------ Page extract ------
Description Link to heading

407. Trapping Rain Water II (Hard)

Given an m x n integer matrix heightMap representing the height of each unit cell in a 2D elevation map, return the volume of water it can trap after raining.

Example 1:

Input: heightMap = [[1,4,3,1,3,2],[3,2,1,3,2,4],[2,3,3,2,3,1]]
Output: 4
Explanation: After the rain, water is trapped between the blocks.
We have two small ponds 1 and 3 units trapped.
The total volume of water trapped is 4.

Example 2:

Input: heightMap = [[3,3,3,3,3],[3,2,2,2,3],[3,2,1,2,3],[3,2,2,2,3],[3,3,3,3,3]]
Output: 10

Constraints:

  • m == heightMap.length
  • n == heightMap[i].length
  • 1 <= m, n <= 200
  • 0 <= heightMap[i][j] <= 2 * 10⁴

Solution Link to heading

We can use the Dijkstra algorithm to find the maximum height $h_xy$ in the path from the point $(x, y)$ in the edge to the point $(i, j)$.
------
__What the exercise asks__: Write out each constraint stated in the Trapping Rain Water II problem above.
------ Data excerpts ------
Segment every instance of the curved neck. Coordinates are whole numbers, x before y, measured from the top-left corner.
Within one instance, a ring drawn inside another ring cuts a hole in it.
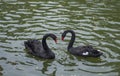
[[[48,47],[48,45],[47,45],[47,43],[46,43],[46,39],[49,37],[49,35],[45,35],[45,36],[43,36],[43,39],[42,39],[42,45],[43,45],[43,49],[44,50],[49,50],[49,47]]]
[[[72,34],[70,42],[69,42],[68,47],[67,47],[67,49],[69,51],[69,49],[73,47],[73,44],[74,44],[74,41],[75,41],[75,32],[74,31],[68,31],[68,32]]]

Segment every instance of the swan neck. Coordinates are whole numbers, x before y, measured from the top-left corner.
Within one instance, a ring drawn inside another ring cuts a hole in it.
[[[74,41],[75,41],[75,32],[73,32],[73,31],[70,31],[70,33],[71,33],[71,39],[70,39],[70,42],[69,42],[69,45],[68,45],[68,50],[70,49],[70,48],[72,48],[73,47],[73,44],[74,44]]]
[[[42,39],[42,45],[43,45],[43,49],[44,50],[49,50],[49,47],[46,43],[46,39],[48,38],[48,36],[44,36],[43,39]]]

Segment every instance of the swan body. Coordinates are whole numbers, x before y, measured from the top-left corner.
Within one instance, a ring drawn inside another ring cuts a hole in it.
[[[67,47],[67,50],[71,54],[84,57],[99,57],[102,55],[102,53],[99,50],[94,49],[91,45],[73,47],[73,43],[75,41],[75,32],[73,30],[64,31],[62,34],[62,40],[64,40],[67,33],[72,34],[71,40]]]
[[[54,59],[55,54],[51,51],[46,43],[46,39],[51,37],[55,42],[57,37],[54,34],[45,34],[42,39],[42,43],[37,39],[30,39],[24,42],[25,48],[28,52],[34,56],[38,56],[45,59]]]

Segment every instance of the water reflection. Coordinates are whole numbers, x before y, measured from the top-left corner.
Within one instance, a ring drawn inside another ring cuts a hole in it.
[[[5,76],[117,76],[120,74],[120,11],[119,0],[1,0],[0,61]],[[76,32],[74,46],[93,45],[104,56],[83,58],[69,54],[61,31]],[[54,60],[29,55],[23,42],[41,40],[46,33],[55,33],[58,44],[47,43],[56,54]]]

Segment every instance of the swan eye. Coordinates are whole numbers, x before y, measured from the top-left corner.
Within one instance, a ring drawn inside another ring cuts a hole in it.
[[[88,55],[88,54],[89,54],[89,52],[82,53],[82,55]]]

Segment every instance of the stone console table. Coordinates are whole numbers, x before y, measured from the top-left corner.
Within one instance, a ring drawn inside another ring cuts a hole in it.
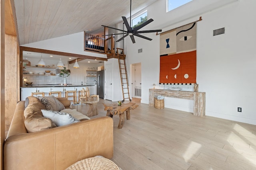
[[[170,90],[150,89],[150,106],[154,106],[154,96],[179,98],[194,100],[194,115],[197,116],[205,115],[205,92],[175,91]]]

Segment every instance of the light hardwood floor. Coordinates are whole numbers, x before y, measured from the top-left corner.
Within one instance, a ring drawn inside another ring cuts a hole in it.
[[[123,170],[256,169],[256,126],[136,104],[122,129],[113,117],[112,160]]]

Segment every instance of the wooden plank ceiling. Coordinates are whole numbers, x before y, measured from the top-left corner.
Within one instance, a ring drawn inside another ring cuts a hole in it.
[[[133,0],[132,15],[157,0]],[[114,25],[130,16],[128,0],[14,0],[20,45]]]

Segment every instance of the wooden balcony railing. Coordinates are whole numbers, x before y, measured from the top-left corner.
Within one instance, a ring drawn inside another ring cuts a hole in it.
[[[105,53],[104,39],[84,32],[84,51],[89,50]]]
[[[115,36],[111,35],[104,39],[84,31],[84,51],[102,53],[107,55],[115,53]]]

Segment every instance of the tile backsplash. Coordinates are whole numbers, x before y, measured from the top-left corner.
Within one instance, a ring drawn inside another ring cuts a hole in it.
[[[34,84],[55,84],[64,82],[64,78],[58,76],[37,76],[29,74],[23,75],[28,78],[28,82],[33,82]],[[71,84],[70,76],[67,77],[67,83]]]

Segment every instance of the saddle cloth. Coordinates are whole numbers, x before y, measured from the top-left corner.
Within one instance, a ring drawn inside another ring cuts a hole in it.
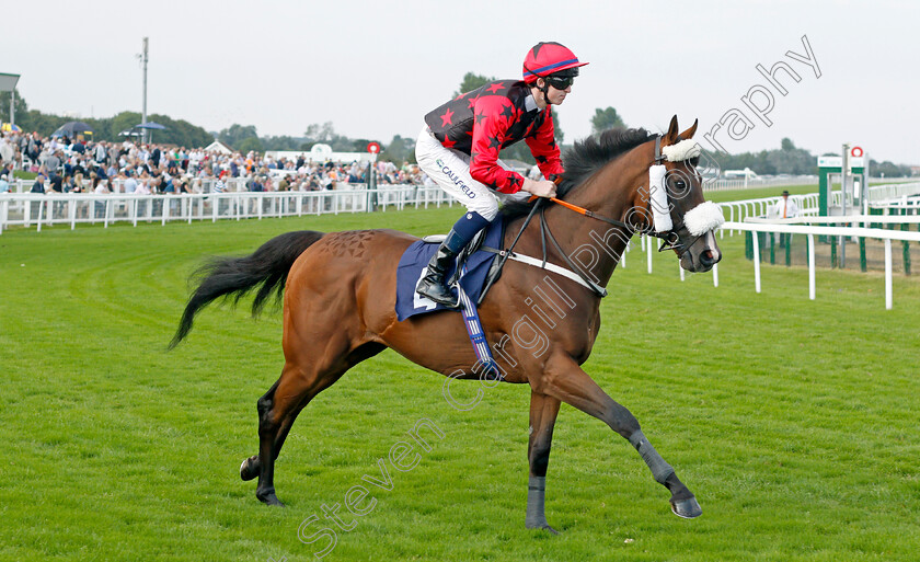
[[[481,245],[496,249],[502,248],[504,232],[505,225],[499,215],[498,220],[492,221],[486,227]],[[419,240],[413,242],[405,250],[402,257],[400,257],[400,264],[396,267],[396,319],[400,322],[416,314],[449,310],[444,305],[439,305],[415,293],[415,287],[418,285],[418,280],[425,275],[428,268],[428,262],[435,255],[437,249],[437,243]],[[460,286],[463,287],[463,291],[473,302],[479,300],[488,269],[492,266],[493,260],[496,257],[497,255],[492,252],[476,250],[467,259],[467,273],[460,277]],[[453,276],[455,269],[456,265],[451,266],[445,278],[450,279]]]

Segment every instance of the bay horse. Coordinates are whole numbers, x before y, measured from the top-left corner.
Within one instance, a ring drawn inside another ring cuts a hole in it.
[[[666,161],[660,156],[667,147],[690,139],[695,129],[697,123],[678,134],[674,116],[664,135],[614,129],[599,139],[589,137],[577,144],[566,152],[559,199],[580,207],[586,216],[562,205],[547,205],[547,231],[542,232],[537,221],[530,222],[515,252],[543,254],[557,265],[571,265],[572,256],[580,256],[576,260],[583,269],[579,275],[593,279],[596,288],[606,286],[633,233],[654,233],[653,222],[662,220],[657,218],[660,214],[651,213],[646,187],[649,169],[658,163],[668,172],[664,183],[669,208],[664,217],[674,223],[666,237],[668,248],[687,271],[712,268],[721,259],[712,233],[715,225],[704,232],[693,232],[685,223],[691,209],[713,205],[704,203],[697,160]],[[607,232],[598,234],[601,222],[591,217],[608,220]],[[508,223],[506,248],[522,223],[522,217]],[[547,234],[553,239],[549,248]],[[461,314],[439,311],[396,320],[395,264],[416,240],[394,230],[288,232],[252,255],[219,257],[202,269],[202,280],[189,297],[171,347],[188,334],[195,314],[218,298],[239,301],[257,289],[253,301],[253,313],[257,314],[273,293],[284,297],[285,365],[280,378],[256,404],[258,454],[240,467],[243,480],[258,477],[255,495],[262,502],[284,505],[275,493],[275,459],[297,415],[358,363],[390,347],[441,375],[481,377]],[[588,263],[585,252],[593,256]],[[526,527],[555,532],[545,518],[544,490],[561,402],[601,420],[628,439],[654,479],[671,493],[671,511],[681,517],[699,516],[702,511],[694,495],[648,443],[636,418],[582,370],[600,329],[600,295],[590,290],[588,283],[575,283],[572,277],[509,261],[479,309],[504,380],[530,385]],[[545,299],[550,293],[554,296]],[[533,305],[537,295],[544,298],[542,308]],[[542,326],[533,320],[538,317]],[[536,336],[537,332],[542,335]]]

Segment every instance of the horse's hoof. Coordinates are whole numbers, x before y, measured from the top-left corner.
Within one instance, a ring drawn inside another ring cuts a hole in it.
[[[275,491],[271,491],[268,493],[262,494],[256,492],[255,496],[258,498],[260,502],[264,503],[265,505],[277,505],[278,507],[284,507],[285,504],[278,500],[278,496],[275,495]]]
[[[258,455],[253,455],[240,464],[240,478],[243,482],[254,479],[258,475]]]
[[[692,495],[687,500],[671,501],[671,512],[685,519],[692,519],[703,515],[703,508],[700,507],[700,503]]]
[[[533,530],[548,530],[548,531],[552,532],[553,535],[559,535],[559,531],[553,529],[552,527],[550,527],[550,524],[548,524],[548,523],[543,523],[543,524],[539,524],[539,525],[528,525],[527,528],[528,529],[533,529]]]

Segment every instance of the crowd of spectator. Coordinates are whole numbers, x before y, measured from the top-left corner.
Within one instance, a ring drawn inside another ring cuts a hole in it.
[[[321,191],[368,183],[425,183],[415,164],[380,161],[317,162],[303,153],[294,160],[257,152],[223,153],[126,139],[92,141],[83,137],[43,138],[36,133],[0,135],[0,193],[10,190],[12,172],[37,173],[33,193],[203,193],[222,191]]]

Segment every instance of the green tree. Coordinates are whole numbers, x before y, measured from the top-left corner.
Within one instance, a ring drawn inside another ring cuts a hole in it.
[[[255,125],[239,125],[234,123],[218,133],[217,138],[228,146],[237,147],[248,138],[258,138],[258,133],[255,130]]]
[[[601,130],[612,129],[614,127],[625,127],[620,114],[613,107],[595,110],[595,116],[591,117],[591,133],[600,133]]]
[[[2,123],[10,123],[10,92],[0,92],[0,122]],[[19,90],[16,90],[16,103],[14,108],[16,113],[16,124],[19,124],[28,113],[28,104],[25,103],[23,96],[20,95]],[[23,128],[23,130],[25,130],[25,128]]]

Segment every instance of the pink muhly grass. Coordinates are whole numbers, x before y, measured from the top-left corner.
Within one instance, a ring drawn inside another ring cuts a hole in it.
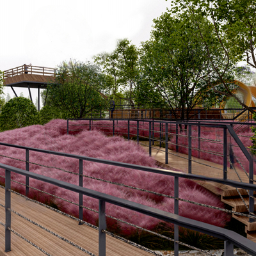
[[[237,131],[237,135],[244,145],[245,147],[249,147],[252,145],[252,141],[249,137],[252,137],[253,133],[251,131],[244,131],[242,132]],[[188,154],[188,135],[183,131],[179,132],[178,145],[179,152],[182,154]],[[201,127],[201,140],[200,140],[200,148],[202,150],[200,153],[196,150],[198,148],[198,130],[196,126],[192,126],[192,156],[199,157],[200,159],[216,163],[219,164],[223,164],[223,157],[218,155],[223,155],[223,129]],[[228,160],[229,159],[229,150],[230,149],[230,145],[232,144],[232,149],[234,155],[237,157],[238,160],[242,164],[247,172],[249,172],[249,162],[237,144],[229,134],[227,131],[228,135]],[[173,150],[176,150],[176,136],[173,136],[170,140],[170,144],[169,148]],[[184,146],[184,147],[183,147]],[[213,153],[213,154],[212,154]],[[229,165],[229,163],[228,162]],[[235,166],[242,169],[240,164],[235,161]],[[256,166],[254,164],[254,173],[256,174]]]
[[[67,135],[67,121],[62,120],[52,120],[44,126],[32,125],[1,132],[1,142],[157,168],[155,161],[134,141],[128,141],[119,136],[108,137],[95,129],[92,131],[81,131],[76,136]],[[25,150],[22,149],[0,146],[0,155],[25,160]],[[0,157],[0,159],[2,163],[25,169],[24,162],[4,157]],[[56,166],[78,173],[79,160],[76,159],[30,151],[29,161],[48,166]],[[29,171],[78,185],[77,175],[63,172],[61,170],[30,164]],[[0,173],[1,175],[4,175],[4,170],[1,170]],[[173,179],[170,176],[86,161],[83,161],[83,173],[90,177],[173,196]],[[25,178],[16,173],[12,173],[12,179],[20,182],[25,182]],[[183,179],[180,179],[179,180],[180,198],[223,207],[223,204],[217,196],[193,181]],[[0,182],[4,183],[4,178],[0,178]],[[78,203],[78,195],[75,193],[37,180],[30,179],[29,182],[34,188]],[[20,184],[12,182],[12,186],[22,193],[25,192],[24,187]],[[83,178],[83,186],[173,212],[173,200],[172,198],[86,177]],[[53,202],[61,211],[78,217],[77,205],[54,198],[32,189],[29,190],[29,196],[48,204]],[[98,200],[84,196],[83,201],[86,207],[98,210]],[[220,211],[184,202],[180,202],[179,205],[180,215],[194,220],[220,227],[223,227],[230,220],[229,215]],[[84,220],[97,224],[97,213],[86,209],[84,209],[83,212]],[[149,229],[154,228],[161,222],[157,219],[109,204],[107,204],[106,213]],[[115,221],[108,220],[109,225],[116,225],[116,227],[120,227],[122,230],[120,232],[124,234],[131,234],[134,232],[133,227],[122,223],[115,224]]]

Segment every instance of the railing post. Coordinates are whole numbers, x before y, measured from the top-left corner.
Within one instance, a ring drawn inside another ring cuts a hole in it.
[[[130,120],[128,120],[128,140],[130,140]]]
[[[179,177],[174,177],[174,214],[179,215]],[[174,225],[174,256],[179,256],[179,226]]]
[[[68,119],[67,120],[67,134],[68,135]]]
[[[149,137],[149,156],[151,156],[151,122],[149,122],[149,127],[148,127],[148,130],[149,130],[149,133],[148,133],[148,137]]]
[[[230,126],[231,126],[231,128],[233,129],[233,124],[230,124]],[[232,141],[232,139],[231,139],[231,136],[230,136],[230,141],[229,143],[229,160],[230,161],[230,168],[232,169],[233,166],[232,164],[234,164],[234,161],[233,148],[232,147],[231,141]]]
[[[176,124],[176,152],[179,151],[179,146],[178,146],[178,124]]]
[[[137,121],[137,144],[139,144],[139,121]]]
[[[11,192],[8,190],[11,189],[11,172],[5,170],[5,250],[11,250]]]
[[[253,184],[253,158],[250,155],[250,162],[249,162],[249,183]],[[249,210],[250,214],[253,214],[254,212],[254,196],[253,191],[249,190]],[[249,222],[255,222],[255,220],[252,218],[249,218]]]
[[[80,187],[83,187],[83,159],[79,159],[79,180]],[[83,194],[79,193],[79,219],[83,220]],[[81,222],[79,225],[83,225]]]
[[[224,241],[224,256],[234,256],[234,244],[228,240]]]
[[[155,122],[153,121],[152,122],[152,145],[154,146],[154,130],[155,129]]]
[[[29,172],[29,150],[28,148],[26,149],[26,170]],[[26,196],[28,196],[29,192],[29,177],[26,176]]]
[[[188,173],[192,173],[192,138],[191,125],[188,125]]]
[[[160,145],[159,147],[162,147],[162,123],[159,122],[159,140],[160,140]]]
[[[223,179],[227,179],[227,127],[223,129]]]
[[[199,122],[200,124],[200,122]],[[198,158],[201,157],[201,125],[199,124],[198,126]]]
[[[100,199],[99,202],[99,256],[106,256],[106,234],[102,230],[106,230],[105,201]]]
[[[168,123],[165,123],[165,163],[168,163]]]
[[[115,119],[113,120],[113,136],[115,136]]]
------
__Written response__:
- m == heightMap.length
- n == heightMap[i].length
- 1 <= m, n <= 200
- 0 <= heightMap[i][j] <= 2 * 10⁴